[Point localization data]

━━━━━━

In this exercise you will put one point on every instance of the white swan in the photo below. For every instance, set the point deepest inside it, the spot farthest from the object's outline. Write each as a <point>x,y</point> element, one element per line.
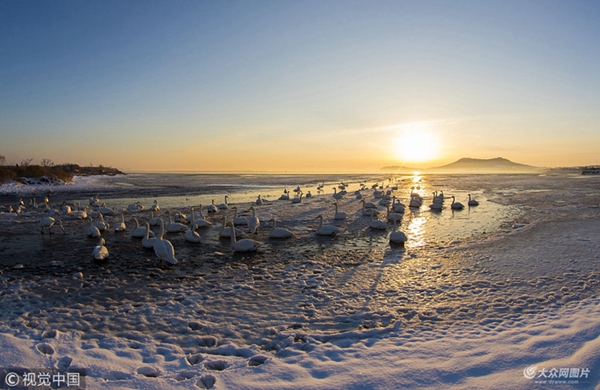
<point>397,237</point>
<point>154,221</point>
<point>121,227</point>
<point>224,206</point>
<point>336,195</point>
<point>238,220</point>
<point>200,222</point>
<point>298,199</point>
<point>472,202</point>
<point>147,241</point>
<point>326,230</point>
<point>368,211</point>
<point>225,231</point>
<point>163,248</point>
<point>81,214</point>
<point>211,208</point>
<point>102,225</point>
<point>285,196</point>
<point>253,221</point>
<point>48,222</point>
<point>456,205</point>
<point>435,207</point>
<point>243,245</point>
<point>339,215</point>
<point>174,227</point>
<point>279,232</point>
<point>140,231</point>
<point>191,235</point>
<point>392,215</point>
<point>92,231</point>
<point>100,252</point>
<point>376,223</point>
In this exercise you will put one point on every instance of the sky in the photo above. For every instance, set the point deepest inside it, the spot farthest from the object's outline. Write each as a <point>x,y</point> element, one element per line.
<point>331,86</point>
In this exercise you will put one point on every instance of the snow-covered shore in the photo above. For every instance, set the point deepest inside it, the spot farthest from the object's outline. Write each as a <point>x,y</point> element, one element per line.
<point>506,311</point>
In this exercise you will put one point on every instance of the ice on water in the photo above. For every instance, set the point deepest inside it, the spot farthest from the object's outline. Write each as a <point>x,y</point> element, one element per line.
<point>517,267</point>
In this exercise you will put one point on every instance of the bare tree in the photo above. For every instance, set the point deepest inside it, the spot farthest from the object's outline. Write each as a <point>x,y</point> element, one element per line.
<point>26,162</point>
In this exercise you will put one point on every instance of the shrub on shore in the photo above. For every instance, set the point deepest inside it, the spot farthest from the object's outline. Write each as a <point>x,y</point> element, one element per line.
<point>50,174</point>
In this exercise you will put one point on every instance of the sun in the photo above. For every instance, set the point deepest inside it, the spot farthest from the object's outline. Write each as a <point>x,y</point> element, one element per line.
<point>416,145</point>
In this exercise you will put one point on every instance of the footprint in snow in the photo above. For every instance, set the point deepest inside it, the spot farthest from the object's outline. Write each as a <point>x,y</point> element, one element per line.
<point>206,382</point>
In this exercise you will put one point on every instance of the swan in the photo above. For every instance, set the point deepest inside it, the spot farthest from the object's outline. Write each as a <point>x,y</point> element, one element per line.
<point>238,220</point>
<point>200,222</point>
<point>48,222</point>
<point>225,231</point>
<point>102,225</point>
<point>326,230</point>
<point>224,206</point>
<point>397,237</point>
<point>163,248</point>
<point>368,211</point>
<point>211,208</point>
<point>243,245</point>
<point>398,207</point>
<point>377,224</point>
<point>285,196</point>
<point>147,241</point>
<point>392,215</point>
<point>298,199</point>
<point>339,215</point>
<point>472,202</point>
<point>456,205</point>
<point>279,232</point>
<point>253,221</point>
<point>191,235</point>
<point>81,214</point>
<point>336,195</point>
<point>92,230</point>
<point>121,227</point>
<point>435,207</point>
<point>154,221</point>
<point>100,252</point>
<point>138,231</point>
<point>174,227</point>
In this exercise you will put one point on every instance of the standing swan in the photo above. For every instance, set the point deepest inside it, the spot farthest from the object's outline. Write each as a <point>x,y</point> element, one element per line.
<point>456,205</point>
<point>243,245</point>
<point>147,241</point>
<point>326,230</point>
<point>163,248</point>
<point>397,237</point>
<point>100,252</point>
<point>253,221</point>
<point>472,202</point>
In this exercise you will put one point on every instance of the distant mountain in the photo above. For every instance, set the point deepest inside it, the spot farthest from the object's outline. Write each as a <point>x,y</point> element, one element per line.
<point>497,164</point>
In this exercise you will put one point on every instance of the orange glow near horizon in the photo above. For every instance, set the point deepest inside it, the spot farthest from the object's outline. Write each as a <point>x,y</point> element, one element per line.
<point>416,146</point>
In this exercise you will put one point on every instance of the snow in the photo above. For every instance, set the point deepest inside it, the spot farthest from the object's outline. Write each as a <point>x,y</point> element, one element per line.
<point>457,311</point>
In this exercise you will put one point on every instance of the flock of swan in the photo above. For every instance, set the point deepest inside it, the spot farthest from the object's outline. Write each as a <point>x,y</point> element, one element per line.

━━━━━━

Problem statement: In transcribing the lines above, omit the images and keep all else exact.

Result for this task:
In this exercise you will put one point on every instance of the white swan in the photo below. For every instance, set the point deepest inside it, the spot farthest from the object's outline. Write each as a <point>x,y</point> element, one element per line.
<point>397,237</point>
<point>154,221</point>
<point>121,227</point>
<point>224,206</point>
<point>336,195</point>
<point>238,220</point>
<point>200,222</point>
<point>298,199</point>
<point>472,202</point>
<point>147,241</point>
<point>326,230</point>
<point>368,211</point>
<point>225,231</point>
<point>163,248</point>
<point>81,214</point>
<point>211,208</point>
<point>102,225</point>
<point>285,196</point>
<point>253,221</point>
<point>48,222</point>
<point>456,205</point>
<point>435,207</point>
<point>243,245</point>
<point>339,215</point>
<point>174,227</point>
<point>279,232</point>
<point>140,231</point>
<point>191,235</point>
<point>392,215</point>
<point>92,231</point>
<point>100,252</point>
<point>376,223</point>
In this exercise you will put one point on every instance of the sky in the photo above. For every instance, set the point deepest inside it, the spot farthest from the object's outline. Write each as a <point>x,y</point> element, one element per line.
<point>331,86</point>
In this exercise you will put one point on every instance of the snow-covered shore in the photo above. For every instance, set the point deepest inside it, the spot farthest from the object's outline. Write each as a <point>x,y</point> element, one element per line.
<point>506,311</point>
In this exercise you will put one point on every instance of the ice on water in the photo above. For every instance, set the point deepest inside it, the spot farthest from the object's outline. Write each as a <point>x,y</point> element, one element per line.
<point>517,267</point>
In this exercise you will put one point on every instance of the bare tree in the photo above. For every instance, set the point deepest inside it, the spot farthest from the object's outline. Write each as a <point>x,y</point> element, one element per line.
<point>26,162</point>
In this exercise you will put one point on every instance of the shrub on shore in the photo above. For every instance, set the point deepest inside it, the spot farthest from the object's outline. Write each as a <point>x,y</point> element, one element per line.
<point>50,174</point>
In this exercise you will put one point on every instance of the sun in the photo above. For every instance, set the point deepest inside it, the spot farthest from the object's outline. Write each as a <point>x,y</point> element, one element per line.
<point>416,145</point>
In this exercise you will put one point on every instance of the footprint in snow in the photo above. For every instance, set the point deepest inside it, the spot farthest from the object's outline. Write each as a <point>x,y</point> element, one element per line.
<point>206,382</point>
In this exercise you will put one point on every instance of the swan in the photo above. For every instance, set the point deepest inside it, the spot farthest from the object's outline. Write each as a <point>x,y</point> element, one element per line.
<point>238,220</point>
<point>200,222</point>
<point>48,222</point>
<point>225,231</point>
<point>102,225</point>
<point>326,230</point>
<point>224,206</point>
<point>397,237</point>
<point>163,248</point>
<point>368,211</point>
<point>211,208</point>
<point>243,245</point>
<point>398,207</point>
<point>377,224</point>
<point>285,196</point>
<point>147,241</point>
<point>392,215</point>
<point>298,199</point>
<point>339,215</point>
<point>472,202</point>
<point>456,205</point>
<point>279,232</point>
<point>253,221</point>
<point>191,235</point>
<point>81,214</point>
<point>336,195</point>
<point>92,230</point>
<point>121,227</point>
<point>435,207</point>
<point>154,221</point>
<point>100,252</point>
<point>138,231</point>
<point>174,227</point>
In this exercise you will put one point on every instance of the standing swan in the photo above. For every instance, set the point deepest inside it, the spot farthest from the object's outline. Write each as a <point>x,y</point> element, one element per line.
<point>456,205</point>
<point>243,245</point>
<point>147,241</point>
<point>326,230</point>
<point>163,248</point>
<point>397,237</point>
<point>100,252</point>
<point>253,221</point>
<point>472,202</point>
In this exercise you will put one point on every instance of the distant mountain in the photo above. For every instance, set the point deepest inside it, the spot farthest from the object's outline. Write each as a <point>x,y</point> element, one element per line.
<point>497,164</point>
In this exercise you will put one point on every instance of the orange glow near horizon in the photo above. For every instance, set the point deepest inside it, the spot farthest from the object's outline. Write each as a <point>x,y</point> element, one element per line.
<point>416,146</point>
In this exercise you will put one point on every instance of the snow in the photo above. For every instance, set the point deepest inside it, the spot farthest from the object's outline. Write each as a <point>x,y</point> element, one element per line.
<point>457,311</point>
In this exercise you will put one point on every instance of the flock of swan in the photo above. For every instance, set the point deepest inside it, the spot farthest from the object's outline. Write each as a <point>x,y</point> element, one element per line.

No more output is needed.